= Exercise brief =
Nothing but the lines below between the line holding "TARGET: tower window" and the line holding "TASK: place one marker for each instance of the bell", inclusive, should appear in the answer, each set down exactly.

**** Exercise data

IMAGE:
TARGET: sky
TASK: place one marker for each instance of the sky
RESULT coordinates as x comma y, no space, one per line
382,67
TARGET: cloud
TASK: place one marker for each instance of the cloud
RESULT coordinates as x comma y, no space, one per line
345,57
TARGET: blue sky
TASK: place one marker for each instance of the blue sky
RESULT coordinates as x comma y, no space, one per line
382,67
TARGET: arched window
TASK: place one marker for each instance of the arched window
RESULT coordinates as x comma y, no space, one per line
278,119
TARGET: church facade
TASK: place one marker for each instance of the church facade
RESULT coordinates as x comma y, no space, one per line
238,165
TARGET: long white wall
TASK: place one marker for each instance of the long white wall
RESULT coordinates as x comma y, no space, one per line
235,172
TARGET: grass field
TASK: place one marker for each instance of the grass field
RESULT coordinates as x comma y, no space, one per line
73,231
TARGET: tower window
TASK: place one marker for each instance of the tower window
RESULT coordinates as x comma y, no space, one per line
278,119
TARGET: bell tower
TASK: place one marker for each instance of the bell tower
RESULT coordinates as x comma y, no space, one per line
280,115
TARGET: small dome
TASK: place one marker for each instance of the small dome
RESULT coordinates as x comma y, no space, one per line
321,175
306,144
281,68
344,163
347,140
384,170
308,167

********
**** Exercise data

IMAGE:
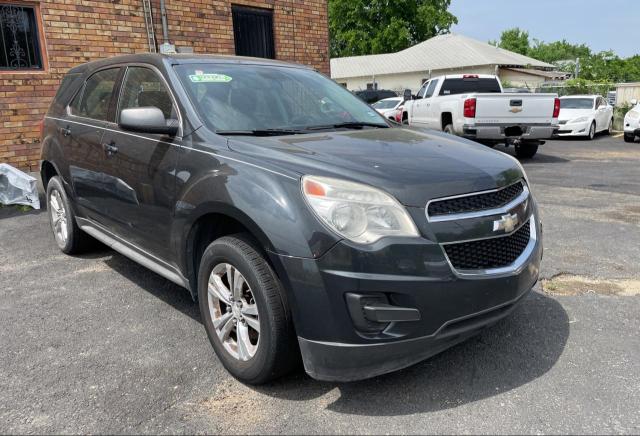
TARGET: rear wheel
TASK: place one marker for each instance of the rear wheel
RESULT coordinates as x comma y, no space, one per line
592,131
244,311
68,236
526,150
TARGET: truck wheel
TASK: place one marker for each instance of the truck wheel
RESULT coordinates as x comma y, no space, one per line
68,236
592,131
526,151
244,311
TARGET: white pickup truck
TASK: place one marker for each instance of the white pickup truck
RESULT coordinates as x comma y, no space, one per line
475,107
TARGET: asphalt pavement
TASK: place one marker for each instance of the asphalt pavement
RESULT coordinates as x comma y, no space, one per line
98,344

********

= Response box =
TARGET: tower window
TASK: place one marker for each instance of the tower window
RESULT coordinates as x comma y, no space, one per line
278,119
TARGET: bell tower
TASK: place one marker for each instance of the bell tower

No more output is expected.